#### EXTRAIT DE PAGE:
Lu sur Risal : "Haïti commémore en 2004 le bicentenaire de son indépendance, quand la population de l'ouest de l'île de La Española (que le pays partage avec la République dominicaine) mettait en échec l'invincible armée napoléonienne. Bien avant la célèbre bataille de Waterloo qui, en 1815, scellait le destin de l'empereur français... La liberté du pays a coïncidé avec la conquête de la liberté du peuple constitué en grande partie d'Africains et de leurs descendants issus de l'esclavage destinés aux cultures de la canne à sucre et qui, nourris des idéaux de la Révolution française, ont été les héros de la naissance de la première nation noire et latino-américaine indépendante.

2004 est un autre moment décisif et historique au cours duquel la nation cherche à rompre avec les régimes dictatoriaux et illégitimes qui se sont succédé à la tête du pays au cours de ces deux siècles. Au cours de cette période, les interventions des Etats-Unis (qui ont occupé Haïti pendant 19 ans de 1915 à 1934), ont alterné avec celles de la France, l'ancienne métropole qui veut actuellement reprendre un rôle de tuteur dans le pays.

Cependant, la motivation libertaire de 1804 ne semble avoir survécu en Haïti que dans le secteur de la population qui est toujours exclu des récits historiques : les femmes. Lors de la journée internationale dédiée à la fin de la subordination féminine, les femmes haïtiennes ont mis en garde : « une véritable reconstruction du pays doit se démarquer catégoriquement de toutes les pratiques d'impunité. »

Cette affirmation fut faite par Coordination nationale de plaidoyer pour les droits de la Femme (Conap) qui réunit plus de vingt organisations regroupant des femmes haïtiennes. Aux côtés de la Conap, on trouve l'Association d'études de genre et des femmes de pays en transition (Enfofam) et les organisations féministes Kay Fanm et Solidarité Famn Aytian (Sofa). La Conap dénonce les « relations dangereuses » unissant les opposants locaux et étrangers à Jean Bertrand Aristide, président élu de façon frauduleuse en 2000 et qui a renoncé à son poste il y a une semaine. [Article publié le 8 mars]

« Non contents d'occuper militairement le territoire national et d'avoir écarté la population du processus de démission de l'ancien dictateur, qui a eu lieu dans le chaos total que nous vivons actuellement, les soi-disant « amis de Haïti » imposent la présence de membres influents d'un régime hors la loi pour, prétendent-ils, réunir les forces vives de la nation. Selon la Conap, les politiciens Yvon Neptune et Lesly Voltaire (respectivement Premier ministre et ministre des haïtiens vivant à l'étranger) sont directement responsables des innombrables actes de répression sauvages contre la population et de la corruption, devenue officielle au cours du règne de Fanmi Lavalas (qui a pris le pouvoir de Aristide quand celui-ci a été élu président pour la première fois au début des années 1990). »

#### ENREGISTREMENTS CONCERNÉS:
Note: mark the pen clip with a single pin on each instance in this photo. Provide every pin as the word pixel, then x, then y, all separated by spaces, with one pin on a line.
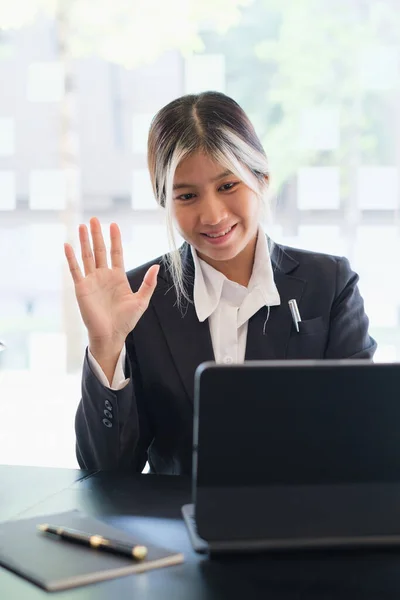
pixel 294 309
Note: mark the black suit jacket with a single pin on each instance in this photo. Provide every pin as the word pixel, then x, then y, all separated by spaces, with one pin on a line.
pixel 152 417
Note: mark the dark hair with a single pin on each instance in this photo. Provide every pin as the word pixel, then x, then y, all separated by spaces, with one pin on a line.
pixel 215 124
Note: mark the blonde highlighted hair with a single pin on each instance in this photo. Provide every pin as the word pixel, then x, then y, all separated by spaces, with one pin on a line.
pixel 216 125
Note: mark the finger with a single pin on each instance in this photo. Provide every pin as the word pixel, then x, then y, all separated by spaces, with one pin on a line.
pixel 99 247
pixel 74 267
pixel 86 250
pixel 148 286
pixel 117 257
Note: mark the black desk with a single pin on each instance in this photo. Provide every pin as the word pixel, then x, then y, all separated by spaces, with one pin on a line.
pixel 154 503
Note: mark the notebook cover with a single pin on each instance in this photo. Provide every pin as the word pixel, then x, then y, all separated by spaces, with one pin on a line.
pixel 55 564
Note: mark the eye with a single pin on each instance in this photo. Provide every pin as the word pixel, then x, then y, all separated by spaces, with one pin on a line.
pixel 226 187
pixel 185 197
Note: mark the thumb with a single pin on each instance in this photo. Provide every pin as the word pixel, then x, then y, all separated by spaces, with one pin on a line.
pixel 148 286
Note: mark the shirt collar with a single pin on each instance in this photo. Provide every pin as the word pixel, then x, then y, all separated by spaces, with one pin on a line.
pixel 209 283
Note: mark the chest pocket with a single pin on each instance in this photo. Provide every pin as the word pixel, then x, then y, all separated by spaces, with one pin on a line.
pixel 310 341
pixel 312 327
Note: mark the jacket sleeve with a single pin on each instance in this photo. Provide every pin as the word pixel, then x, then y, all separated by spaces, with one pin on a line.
pixel 348 333
pixel 112 427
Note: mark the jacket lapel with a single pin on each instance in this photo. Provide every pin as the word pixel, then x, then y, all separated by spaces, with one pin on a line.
pixel 272 345
pixel 189 340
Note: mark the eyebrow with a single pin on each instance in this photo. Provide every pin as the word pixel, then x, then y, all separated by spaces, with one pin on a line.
pixel 179 186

#### CONSIGNES:
#1 Recopiez à l'identique le passage des enregistrements qui commence à la ligne contenant « Note: mark the jacket lapel » et se poursuit jusqu'à la fin des enregistrements, cette ligne et la dernière comprises.
#2 Prolongez l'extrait sur le bicentenaire de l'indépendance d'Haïti à partir de sa dernière phrase.
L'extrait et les enregistrements sont deux documents indépendants l'un de l'autre.

#### RÉPONSES FINALES:
#1
Note: mark the jacket lapel with a single pin on each instance in this photo. Provide every pin as the word pixel, then x, then y, all separated by spaces, with one pin on a line.
pixel 272 345
pixel 189 340
Note: mark the eyebrow with a single pin on each instance in this photo. Provide every pin as the word pixel, then x, then y, all separated by spaces, with one pin on a line.
pixel 179 186

#2
La continuité du système patriarcal

Les associations de femmes haïtiennes affirment être les descendantes directes des mains féminines qui ont construit le pays pendant deux siècles et auxquelles l'on rend hommage au cours des fêtes nationales annuelles ; la présence de femmes telles que Chaire Heureuse Dessaline, des militantes de la Ligue féminine d'action sociale (la première organisation féministe du pays), Sanite Belaire, Guillonet Charlot, Cecile Fatima, Pierrette Jolibois, Marie Jeanne ou Suzanne Louverture, y est toujours présentée comme un point important des festivités.

Par exemple, le 18 novembre, on fête la date de la bataille décisive qui a donné la victoire à l'armée de la nation naissante face à l'armée coloniale de Napoléon. A cette occasion, les groupes féministes rendent hommage aux nombreuses femmes combattantes telles que Victoria Mantou, dite "Toya", héroïne de l'indépendance aux côtés de Toussaint L'Ouverture, Jean Jacques Dessalines et Henri Christophe.

Mais comment se fait-il qu'un pays qui a été le théâtre de tant d'élans libertaires ait été également marqué par autant d'expériences autoritaires ? Pour Myriam Merlet, présidente de la Enfofam, « la cause réside dans les pratiques politiques nocives basées sur une conception patriarcale du pouvoir ». Pour elle, qui est aussi économiste, le patriarcat est l'institutionnalisation de la suprématie masculine. Elle explique que « cette conception hiérarchique du pouvoir repose sur l'exclusion comme mécanisme primaire pour contrôler la population. Cela provoque la concentration des richesses et du pouvoir dans les mains de quelques privilégiés, des hommes dans leur grande majorité, et on utilise la répression et la violence pour encadrer les catégories marginalisées telles que les femmes ».

Cette combinaison de croyances, de valeurs et de pouvoir forme la cadre de la discrimination féminine non seulement en Haïti mais dans le monde entier qui est toujours dominé par un modèle patriarcal en dépit du fait qu'il tente de le nier en votant des lois qui restent lettres mortes. « La discrimination signifie la subordination des femmes, cantonnées à remplir des rôles sociaux marginaux, à être dévalorisées pour ce qu'elles sont et pour le travail qu'elles fournissent, à avoir un pouvoir de décision limité et restreint à peu de domaines, à être considérées à peine comme responsables des tâches domestiques » explique Merlet.

L'histoire du mouvement féministe en Haïti

Pour toutes ces raisons, l'histoire du mouvement des femmes haïtiennes est marqué par des efforts pour changer la mentalité patriarcale, par la lutte pour l'obtention progressive de l'égalité au niveau légal et, comme l'affirme le collectif des organisations féminines, « afin de promouvoir une société dans laquelle les individus sont effectivement libres et où ils ne sont plus prisonniers d'une condition définie sur base de leur genre ».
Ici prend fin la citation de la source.